◆ PROBLEM TO SOLVE: In the forum thread below about blocking AI crawlers, what does the repo contain besides a robots.txt?

◆ SELECTION:
Most AI crawlers don't respect robots.txt files, but this info might be useful for other forms of blocking.

[–] Vittelius@feddit.org 14 points 2 days ago (1 children)

The repo, despite its name, doesn't only contain a robots.txt. It also has files for popular reverse proxies to block crawlers outright.

[–] zod000@lemmy.dbzer0.com 4 points 2 days ago

That was kind of the point of my comment since the name didn't indicate that. Also many tools that companies would use won't/can't use these files, but could still make use of the info. As I am specifically in that case, I wanted people to know that it could still be worth their time taking a look.

[–] Ulrich@feddit.org 2 points 2 days ago (1 children)

robots.txt doesn't do any sort of blocking. It's nothing more than a request. This is active blocking.

Although I'm not sure how successful it will be, given the determination of these bots.

[–] zod000@lemmy.dbzer0.com 1 points 2 days ago (1 children)

A few of them are quite good at randomizing their user-agent and using a large number of IP blocks. I've not had a fun time trying to limit them.

[–] Ulrich@feddit.org 3 points 2 days ago

Yeah dude, they're extremely malicious and not even trying to hide it anymore. They don't give a fuck that they're DDOSing the entire internet.

[–] hendrik@palaver.p3x.de 5 points 2 days ago* (last edited 2 days ago)

Many AI crawlers don't identify properly, they fake the User Agent and pretend to be Google Chrome or something like that. So it's bound to only deal with the ones that somehow behave, while it won't do anything to the real bad ones. And from my experience, those can do enough requests per second to get an average server into trouble. At least that's what happened to mine.

[–] oplkill@lemmy.world 4 points 2 days ago

If only they could read

◆ MATERIAL SHOWN:
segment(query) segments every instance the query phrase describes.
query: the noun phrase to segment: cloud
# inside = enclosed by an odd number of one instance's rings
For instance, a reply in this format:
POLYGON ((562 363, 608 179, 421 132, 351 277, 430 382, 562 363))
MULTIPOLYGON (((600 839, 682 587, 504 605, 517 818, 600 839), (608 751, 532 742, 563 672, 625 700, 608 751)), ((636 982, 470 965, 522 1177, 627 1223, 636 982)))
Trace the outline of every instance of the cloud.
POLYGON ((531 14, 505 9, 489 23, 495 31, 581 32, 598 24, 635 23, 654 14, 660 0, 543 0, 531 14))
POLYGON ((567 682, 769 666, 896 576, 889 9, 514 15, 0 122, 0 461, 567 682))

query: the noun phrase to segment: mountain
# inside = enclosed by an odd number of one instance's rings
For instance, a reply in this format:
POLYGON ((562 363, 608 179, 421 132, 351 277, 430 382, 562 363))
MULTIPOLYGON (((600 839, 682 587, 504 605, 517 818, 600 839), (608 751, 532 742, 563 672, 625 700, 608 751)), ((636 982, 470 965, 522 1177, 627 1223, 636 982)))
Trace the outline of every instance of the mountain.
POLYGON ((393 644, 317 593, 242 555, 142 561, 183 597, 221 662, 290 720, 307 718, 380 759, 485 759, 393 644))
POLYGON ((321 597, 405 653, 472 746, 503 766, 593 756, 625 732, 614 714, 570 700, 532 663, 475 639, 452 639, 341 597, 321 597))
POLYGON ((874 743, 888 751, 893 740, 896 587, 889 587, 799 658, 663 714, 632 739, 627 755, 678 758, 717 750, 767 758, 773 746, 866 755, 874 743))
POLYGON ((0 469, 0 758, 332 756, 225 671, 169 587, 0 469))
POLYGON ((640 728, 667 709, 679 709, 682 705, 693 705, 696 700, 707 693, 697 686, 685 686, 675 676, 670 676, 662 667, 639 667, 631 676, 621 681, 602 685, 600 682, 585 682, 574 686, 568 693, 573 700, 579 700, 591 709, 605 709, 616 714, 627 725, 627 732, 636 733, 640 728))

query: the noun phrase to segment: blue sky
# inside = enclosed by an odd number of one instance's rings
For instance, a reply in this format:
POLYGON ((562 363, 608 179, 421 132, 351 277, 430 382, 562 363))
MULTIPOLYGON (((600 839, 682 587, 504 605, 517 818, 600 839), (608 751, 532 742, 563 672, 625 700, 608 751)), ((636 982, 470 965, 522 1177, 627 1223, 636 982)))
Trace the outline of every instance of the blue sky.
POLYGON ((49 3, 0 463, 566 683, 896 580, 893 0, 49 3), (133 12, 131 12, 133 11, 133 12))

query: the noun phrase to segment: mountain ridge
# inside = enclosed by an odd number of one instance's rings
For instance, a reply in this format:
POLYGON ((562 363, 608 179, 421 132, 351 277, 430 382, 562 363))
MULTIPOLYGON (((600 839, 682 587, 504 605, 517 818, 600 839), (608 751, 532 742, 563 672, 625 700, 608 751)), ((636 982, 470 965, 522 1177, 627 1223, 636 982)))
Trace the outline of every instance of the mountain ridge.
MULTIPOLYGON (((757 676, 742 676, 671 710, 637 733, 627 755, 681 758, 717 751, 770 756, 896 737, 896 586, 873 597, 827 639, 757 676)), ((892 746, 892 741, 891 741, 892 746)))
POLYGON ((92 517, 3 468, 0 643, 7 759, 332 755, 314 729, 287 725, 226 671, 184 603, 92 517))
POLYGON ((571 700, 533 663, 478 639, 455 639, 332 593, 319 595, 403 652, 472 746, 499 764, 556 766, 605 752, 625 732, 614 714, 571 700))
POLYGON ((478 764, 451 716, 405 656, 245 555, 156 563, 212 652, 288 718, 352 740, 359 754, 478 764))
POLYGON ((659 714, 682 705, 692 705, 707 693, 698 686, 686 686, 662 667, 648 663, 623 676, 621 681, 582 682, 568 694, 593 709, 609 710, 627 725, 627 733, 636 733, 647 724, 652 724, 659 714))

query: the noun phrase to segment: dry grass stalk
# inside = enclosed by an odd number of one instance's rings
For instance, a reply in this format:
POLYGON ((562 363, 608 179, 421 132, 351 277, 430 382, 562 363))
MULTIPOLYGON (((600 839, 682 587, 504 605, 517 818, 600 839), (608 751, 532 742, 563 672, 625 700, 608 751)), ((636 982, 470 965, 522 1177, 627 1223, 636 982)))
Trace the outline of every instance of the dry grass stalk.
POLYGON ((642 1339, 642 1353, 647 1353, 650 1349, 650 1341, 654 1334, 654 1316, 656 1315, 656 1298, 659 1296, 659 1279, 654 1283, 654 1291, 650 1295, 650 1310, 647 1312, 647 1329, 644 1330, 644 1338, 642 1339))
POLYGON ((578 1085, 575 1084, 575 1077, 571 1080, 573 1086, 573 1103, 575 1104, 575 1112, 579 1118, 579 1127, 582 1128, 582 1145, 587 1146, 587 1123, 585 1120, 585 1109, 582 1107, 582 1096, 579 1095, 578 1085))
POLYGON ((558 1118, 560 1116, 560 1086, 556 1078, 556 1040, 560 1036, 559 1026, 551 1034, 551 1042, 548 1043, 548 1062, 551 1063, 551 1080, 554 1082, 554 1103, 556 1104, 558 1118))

◆ TASK OUTPUT: Files for popular reverse proxies to block crawlers outright.